Posted at 12:14 AM, Sep 05, 2017
and last updated 2017-09-05 00:14:55-04

(CNN) - When Kensington Palace announced that the Duchess of Cambridge, Kate Middleton, is pregnant with her third child, it was also revealed that, once again, the duchess is suffering from acute morning sickness, a condition called hyperemesis gravidarum.

During a previous pregnancy, she was hospitalized because of the condition. It’s a serious condition that can impact the health of both mother and baby.

Many pregnant women experience the nausea and vomiting of morning sickness, which usually peaks around week nine and disappears by week 18.  But with expecting moms with hyperemesis gravidarum, known as HG, the nausea and vomiting doesn’t go away.

HG can cause electrolyte disturbances because the mother can’t keep food or liquids down, Nutritional deficiencies and metabolic imbalances can cause headaches, extreme fatigue and confusion, so much that sufferers have difficulty with their daily activities.

In severe cases, HG can lead to weight loss greater than 5 percent of pre-pregnancy body weight, and sometimes 10 percent. In addition to the physical problems, HG can cause secondary anxiety and depression.

Mild cases of HG can be treated with rest, antacids and dietary changes. But severe cases can require hospitalization so the mother can receive intravenous fluid and nutrition.

The Hyperemesis Education and Research Foundation says the condition can have a profound effect on quality of life and result in financial disruptions due to medical care and lost work hours.
::::
— Your tasks —
(A) According to the news excerpt, around which week does ordinary morning sickness usually peak?
(B) Set down the part of the news excerpt starting with "The Hyperemesis Education" and going on through "lost work hours.", word for word.
(C) Rewrite the paragraph of the news excerpt that begins "Mild cases of HG" as a short list, keeping its main facts.

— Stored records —
::::
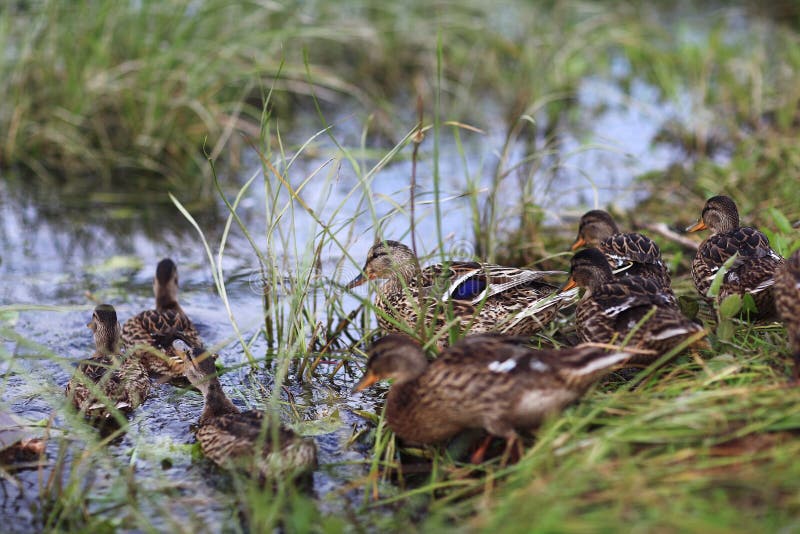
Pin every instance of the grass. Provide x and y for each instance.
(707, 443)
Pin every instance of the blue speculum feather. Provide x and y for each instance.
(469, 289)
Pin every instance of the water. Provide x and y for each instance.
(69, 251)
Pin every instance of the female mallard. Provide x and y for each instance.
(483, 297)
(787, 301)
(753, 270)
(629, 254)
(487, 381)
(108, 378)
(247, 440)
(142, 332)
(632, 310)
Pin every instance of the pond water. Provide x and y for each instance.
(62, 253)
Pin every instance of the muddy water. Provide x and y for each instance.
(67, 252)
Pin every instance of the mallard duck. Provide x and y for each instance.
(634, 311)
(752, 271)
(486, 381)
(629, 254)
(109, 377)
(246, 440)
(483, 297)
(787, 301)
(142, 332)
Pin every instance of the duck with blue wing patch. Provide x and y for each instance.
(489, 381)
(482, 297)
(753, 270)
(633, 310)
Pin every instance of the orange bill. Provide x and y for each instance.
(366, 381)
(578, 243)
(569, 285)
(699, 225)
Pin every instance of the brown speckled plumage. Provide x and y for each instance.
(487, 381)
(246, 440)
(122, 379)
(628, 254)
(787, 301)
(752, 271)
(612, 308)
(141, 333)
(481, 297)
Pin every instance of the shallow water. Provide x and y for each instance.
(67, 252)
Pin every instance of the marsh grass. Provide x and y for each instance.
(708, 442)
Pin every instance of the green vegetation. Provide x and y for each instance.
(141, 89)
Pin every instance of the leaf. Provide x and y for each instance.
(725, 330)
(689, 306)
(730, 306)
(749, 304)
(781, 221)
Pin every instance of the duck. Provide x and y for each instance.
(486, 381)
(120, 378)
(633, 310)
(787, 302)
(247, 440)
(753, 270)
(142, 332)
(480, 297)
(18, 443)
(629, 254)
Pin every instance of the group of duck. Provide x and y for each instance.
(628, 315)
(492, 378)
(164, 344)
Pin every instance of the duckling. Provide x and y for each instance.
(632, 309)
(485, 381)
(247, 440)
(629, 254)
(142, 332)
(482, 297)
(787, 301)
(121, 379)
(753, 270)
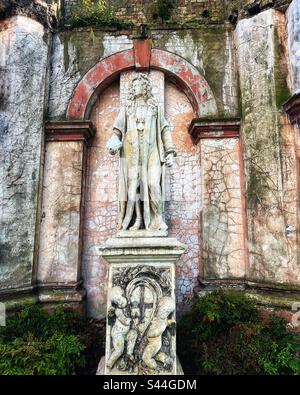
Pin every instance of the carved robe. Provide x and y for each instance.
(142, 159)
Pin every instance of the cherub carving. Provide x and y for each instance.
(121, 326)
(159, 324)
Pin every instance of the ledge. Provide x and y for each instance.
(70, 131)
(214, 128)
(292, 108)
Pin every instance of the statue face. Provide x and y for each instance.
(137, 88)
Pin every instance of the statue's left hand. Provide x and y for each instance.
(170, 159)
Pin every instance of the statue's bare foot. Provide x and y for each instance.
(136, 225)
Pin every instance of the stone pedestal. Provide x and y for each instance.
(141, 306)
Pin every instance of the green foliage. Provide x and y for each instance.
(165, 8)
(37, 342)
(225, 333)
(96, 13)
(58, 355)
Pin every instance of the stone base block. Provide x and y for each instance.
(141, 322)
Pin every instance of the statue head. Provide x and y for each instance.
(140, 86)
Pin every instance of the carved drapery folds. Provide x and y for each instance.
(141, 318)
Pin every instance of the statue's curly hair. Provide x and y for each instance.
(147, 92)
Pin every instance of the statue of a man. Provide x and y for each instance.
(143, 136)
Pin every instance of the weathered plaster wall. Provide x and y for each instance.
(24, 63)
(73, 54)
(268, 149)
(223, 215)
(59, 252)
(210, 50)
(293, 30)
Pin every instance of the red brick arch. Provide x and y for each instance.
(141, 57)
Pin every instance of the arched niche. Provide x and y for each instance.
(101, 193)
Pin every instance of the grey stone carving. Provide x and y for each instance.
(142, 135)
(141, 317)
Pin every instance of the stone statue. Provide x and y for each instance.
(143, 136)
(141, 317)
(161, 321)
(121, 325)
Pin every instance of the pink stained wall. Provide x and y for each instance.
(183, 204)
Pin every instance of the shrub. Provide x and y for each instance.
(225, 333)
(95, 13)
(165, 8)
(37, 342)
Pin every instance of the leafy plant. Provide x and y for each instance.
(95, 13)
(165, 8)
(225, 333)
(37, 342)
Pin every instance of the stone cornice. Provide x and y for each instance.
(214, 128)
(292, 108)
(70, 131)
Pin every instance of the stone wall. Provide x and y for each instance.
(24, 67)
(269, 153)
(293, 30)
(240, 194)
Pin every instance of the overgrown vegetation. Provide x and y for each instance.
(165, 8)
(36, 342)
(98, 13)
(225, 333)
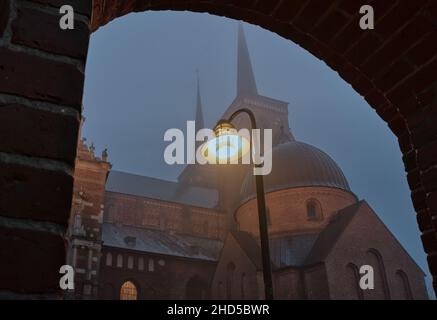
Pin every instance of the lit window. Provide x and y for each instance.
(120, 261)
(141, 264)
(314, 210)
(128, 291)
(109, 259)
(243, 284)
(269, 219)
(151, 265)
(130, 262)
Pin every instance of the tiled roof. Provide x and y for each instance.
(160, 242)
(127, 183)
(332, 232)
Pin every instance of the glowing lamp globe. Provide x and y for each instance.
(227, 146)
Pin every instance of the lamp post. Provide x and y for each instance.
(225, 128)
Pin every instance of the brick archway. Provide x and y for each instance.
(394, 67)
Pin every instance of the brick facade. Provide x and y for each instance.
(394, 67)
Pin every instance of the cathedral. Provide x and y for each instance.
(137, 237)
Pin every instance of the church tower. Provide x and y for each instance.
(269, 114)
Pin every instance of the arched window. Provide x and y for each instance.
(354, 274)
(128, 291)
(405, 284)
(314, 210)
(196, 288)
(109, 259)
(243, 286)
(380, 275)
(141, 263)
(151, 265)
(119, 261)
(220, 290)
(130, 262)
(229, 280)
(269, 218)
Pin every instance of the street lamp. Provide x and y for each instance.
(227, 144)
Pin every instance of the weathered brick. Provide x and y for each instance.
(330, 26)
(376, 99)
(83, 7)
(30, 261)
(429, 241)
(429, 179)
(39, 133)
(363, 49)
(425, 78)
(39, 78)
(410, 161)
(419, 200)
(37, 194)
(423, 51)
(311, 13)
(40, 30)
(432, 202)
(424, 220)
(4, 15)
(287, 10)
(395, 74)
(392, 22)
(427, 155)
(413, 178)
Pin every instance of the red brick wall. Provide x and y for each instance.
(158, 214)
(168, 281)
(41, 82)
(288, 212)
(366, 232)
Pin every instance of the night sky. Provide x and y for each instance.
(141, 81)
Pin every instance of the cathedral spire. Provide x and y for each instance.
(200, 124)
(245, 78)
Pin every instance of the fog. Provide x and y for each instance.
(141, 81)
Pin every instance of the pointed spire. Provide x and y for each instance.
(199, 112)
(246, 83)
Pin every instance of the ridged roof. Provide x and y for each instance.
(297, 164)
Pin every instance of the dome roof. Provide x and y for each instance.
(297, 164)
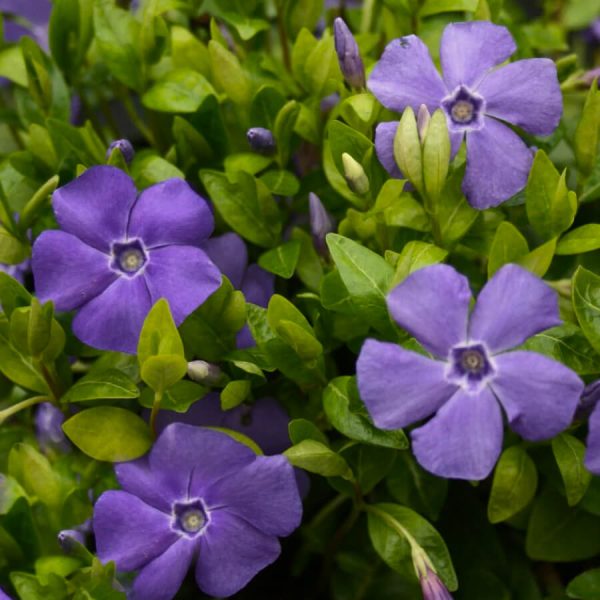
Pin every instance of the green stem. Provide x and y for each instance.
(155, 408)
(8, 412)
::::
— Answer set —
(A) Around week nine.

(B)
The Hyperemesis Education and Research Foundation says the condition can have a profound effect on quality of life and result in financial disruptions due to medical care and lost work hours.

(C)
- Mild HG cases can be treated with rest, antacids and dietary changes.
- Severe cases can require hospitalization so the mother can receive intravenous fluid and nutrition.